BEGIN

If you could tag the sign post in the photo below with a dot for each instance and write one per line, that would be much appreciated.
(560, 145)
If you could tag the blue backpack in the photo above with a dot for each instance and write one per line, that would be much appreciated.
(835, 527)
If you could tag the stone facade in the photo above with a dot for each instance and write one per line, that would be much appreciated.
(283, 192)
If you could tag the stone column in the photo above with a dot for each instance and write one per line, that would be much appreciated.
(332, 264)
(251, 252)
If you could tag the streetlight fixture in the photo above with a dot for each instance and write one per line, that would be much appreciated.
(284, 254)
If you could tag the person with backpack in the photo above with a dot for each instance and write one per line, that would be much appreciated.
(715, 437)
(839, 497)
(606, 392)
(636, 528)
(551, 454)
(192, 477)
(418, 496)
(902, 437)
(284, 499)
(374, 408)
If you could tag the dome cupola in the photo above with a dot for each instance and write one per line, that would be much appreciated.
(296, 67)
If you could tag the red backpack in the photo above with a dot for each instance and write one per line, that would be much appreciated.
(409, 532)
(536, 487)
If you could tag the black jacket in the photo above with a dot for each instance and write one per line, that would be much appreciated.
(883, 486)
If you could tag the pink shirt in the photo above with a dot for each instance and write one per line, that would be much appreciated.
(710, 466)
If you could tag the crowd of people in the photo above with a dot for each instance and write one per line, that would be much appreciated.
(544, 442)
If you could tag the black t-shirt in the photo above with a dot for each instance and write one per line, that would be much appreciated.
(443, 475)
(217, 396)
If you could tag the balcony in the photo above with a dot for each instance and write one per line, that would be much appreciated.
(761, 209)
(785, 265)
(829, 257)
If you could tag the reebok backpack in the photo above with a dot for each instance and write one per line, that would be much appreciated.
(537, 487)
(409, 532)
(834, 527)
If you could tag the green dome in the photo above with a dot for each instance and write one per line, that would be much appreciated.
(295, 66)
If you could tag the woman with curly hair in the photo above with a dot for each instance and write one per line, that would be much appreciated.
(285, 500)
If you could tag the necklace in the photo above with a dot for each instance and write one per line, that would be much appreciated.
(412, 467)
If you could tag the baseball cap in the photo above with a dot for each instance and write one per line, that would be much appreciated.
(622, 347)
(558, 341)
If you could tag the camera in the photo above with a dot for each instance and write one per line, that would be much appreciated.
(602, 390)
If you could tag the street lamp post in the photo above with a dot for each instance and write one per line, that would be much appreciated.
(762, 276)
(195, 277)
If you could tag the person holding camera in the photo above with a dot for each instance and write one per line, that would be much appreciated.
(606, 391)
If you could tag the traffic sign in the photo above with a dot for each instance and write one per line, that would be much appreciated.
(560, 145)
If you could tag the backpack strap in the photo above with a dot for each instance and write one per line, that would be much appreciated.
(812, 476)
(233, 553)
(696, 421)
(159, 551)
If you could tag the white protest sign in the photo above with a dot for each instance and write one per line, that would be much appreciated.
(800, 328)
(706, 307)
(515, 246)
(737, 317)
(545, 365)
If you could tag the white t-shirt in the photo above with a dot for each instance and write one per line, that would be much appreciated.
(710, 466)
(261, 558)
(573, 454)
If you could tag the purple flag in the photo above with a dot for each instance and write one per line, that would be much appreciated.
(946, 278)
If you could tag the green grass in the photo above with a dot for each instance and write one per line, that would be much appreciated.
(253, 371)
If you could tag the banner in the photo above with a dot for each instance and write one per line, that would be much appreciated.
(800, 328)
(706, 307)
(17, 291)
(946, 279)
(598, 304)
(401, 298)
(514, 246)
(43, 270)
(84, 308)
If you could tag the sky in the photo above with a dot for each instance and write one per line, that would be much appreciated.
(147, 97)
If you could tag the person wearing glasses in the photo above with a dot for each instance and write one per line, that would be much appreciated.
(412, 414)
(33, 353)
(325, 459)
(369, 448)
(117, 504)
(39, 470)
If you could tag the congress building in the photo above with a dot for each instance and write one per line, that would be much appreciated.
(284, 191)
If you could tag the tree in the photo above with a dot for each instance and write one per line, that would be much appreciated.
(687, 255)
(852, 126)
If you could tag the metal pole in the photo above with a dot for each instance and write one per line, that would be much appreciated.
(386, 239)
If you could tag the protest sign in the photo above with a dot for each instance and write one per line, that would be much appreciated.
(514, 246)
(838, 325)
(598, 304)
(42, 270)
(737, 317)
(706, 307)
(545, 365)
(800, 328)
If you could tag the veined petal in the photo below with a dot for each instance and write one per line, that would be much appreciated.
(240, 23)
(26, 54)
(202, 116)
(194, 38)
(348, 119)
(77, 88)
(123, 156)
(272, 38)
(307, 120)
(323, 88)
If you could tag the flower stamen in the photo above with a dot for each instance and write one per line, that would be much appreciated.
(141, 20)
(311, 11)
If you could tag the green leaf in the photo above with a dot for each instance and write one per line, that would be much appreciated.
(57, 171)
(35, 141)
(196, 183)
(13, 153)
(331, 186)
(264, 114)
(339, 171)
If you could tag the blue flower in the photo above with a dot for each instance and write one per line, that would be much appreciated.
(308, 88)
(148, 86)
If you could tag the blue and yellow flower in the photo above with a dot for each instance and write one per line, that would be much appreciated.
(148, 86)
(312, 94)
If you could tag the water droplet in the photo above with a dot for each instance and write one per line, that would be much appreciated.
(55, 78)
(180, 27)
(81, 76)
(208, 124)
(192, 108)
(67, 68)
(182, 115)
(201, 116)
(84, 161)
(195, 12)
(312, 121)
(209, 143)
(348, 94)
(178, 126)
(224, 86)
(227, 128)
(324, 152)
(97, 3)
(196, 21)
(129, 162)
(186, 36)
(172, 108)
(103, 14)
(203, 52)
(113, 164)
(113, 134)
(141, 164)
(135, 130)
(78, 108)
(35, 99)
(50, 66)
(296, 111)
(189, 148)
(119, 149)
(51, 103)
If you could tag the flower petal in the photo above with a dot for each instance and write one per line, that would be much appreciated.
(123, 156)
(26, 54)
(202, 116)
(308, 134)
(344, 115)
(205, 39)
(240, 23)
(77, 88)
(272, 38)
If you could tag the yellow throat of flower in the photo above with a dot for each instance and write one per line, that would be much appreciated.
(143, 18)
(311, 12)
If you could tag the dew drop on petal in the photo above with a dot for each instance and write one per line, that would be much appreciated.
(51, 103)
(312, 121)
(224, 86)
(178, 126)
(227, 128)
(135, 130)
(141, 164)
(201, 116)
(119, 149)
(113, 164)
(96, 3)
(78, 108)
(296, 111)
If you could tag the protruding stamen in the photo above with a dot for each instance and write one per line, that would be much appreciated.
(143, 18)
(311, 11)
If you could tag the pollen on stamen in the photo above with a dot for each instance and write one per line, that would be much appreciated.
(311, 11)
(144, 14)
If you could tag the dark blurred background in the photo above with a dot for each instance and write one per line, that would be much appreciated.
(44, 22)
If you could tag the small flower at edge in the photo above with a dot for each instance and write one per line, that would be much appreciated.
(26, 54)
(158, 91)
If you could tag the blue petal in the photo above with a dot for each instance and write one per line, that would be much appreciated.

END

> [Task brief] Write the listing out again, exactly as it reads.

> [Exercise result]
If you could tag the sign post in the photo below with a dot for each instance and write one per line, that would be much appreciated.
(560, 145)
If you could tag the blue backpack in the photo above with a dot for each instance and write one per line, that would be much appreciated.
(835, 527)
If you could tag the stone facade in the photo above with a dot for each instance and write one per line, that would be much appreciated.
(283, 192)
If you could tag the stone column in the photo above with a dot for each instance and write one per line, that would be much appreciated.
(332, 264)
(251, 252)
If you could tag the streetlight fixture in the photo above with a dot for each instance and write one per line, that would be much appreciated.
(284, 254)
If you could tag the person with backpack in the photo above with a dot for each instance and write one per line, that would be much appreciated.
(715, 437)
(839, 497)
(606, 392)
(636, 528)
(551, 454)
(192, 477)
(418, 496)
(902, 437)
(284, 499)
(374, 408)
If you could tag the dome cupola in the photo above with a dot for each instance and write one per line, that would be much appreciated.
(296, 67)
If you could tag the red backpack in the photo above with a dot for each instance and write one per line, that would be much appreciated.
(409, 532)
(536, 487)
If you could tag the black jacket in the photo above with a dot for each instance and write one per line, that would be much appreciated.
(883, 486)
If you could tag the pink shirt in the photo above with a dot for each instance and write one per line, that would be much appreciated.
(710, 466)
If you could tag the crowd of people in the photo above with a dot for each instance and write one per line, that would be much appreciated.
(544, 442)
If you could tag the black t-shirt in the photo above with a dot for each instance and write one per line, that would be much appreciated.
(443, 475)
(217, 396)
If you could tag the balcony in the photo above with a dot for each instance and write one per line, that would be much appreciated.
(761, 209)
(785, 265)
(829, 257)
If you could tag the reebok backpack in the photo above with a dot for each instance and write one per line, that would be much appreciated.
(537, 487)
(409, 532)
(834, 527)
If you could tag the green dome in the photo above with a dot for each instance and write one per line, that would be much appreciated.
(295, 66)
If you could tag the woman with curly hair in the photo above with a dot for each instance and write one per line, that would be much appreciated.
(285, 500)
If you could tag the necklace in the photo above with a dot for each instance and write one per line, that would be much appreciated.
(412, 467)
If you could tag the baseball cap in the photo above with a dot for each instance and write one per line, that would be much appreciated.
(622, 347)
(558, 341)
If you could tag the camera in the photo above with a dot for each instance and write one per line, that would be much appreciated.
(602, 390)
If you could tag the street lamp post in the photo above with a dot for each instance and write one per line, that would be much appreciated.
(762, 276)
(195, 277)
If you could tag the person holding camera in the photo above with a dot for each instance and write one per line, that would be much appreciated.
(606, 391)
If you could tag the traffic sign in the photo above with a dot for each instance and write one per line, that would be much appreciated.
(560, 145)
If you could tag the backpack strap in the photo above with a dot for each instance and write one per line, that would be much appreciated.
(812, 476)
(233, 553)
(696, 421)
(159, 551)
If you could tag the white protest sign in the photo above with a dot for each instance and write one per line, that would be much appreciated.
(800, 328)
(706, 307)
(515, 246)
(737, 317)
(545, 365)
If you could tag the white t-shirt in the photo above with a dot for each instance and write one per line, that would be much appreciated.
(710, 466)
(261, 558)
(573, 454)
If you could tag the purple flag in the photo above with a dot for each instance and write one per line, that would be much appreciated.
(946, 278)
If you could tag the green grass in the photo above with a dot for each instance and write one per line, that would be much appreciated.
(253, 371)
If you could tag the banner in the photo above with a dot for each instance and write one per line, that would be much appreciated.
(800, 328)
(706, 307)
(17, 291)
(946, 279)
(598, 304)
(401, 298)
(514, 246)
(43, 270)
(84, 308)
If you could tag the sky in the photo above with a dot for each instance and write one per line, that would be much appreciated.
(147, 97)
If you could tag the person wearing glasses in the photo above with a dot for each instance and write one per line, that would be much appreciated.
(412, 414)
(33, 353)
(325, 459)
(369, 448)
(117, 504)
(39, 470)
If you could tag the congress building in the photo above with a dot for each instance and write one per line, that would be much appreciated.
(284, 191)
If you could tag the tree in the photo above with a dot for each instance and write one per line, that would be much appreciated.
(687, 255)
(852, 126)
If you could tag the metal pole in the photo above with a dot for each instance and write one per line, that would be much appreciated.
(386, 239)
If you could tag the protest sign in the photo above with a dot for each instance and write one per line, that would be much appreciated.
(514, 246)
(838, 325)
(598, 304)
(42, 270)
(737, 317)
(706, 307)
(545, 365)
(800, 328)
If you could tag the veined petal in the photo below with a dot for each instance and write one per line, that would be much appreciated.
(240, 23)
(26, 54)
(202, 116)
(194, 38)
(348, 119)
(77, 88)
(123, 156)
(272, 38)
(307, 120)
(323, 88)
If you could tag the flower stamen in the photo above with a dot for each instance and write one per line, that would be much appreciated.
(141, 20)
(311, 11)
If you could tag the green leaf in the photo above with a dot for each instance and write one per line, that would be much appreciated.
(57, 171)
(35, 141)
(196, 183)
(13, 153)
(331, 186)
(264, 114)
(339, 171)
If you could tag the blue flower in the photo above with a dot for each instance and write one per line, that would be much appreciated.
(308, 88)
(148, 86)
If you could tag the blue and yellow flower in the photo above with a dot for each instance and write one per line, that would be much appreciated.
(148, 86)
(312, 94)
If you could tag the water droplet in the photo above with a dot for each instance and write one per line, that would be much appreciated.
(55, 78)
(180, 27)
(81, 76)
(208, 124)
(192, 108)
(67, 68)
(182, 115)
(201, 116)
(84, 161)
(195, 12)
(312, 121)
(209, 143)
(348, 94)
(178, 126)
(224, 86)
(227, 128)
(324, 152)
(97, 3)
(196, 21)
(129, 162)
(186, 36)
(172, 108)
(103, 14)
(203, 52)
(113, 164)
(113, 134)
(141, 164)
(135, 130)
(78, 108)
(35, 99)
(50, 66)
(296, 111)
(189, 148)
(119, 149)
(51, 103)
If you could tag the flower petal in the photo above with a dot for each instance and write one per line, that would be much appreciated.
(123, 156)
(26, 54)
(202, 116)
(308, 134)
(344, 115)
(205, 39)
(240, 23)
(77, 88)
(272, 38)
If you could tag the yellow throat of flower in the photo above with a dot for each instance and write one per line, that would be much appreciated.
(143, 18)
(311, 12)
If you could tag the dew drop on petal in the photo above with a dot for each instance and write one per line, that would be much appreciated.
(51, 103)
(312, 121)
(224, 86)
(178, 126)
(227, 128)
(135, 130)
(141, 164)
(201, 116)
(119, 149)
(113, 164)
(96, 3)
(78, 108)
(296, 111)
If you could tag the protruding stamen in the photo above with a dot for each instance and write one per line, that would be much appreciated.
(143, 18)
(311, 11)
If you could tag the pollen on stamen in the photo above with a dot for each instance and write one per line, that would be much appreciated.
(311, 11)
(144, 14)
If you could tag the dark blurred background in the photo above with a dot for each instance and write one per line, that would be much appreciated.
(44, 22)
If you could tag the small flower at edge in the photo above with a dot for each instance and write one per line, that would be much appreciated.
(26, 54)
(158, 91)
If you could tag the blue petal in the photo above with a dot for each instance and write one per line, that would be much appreciated.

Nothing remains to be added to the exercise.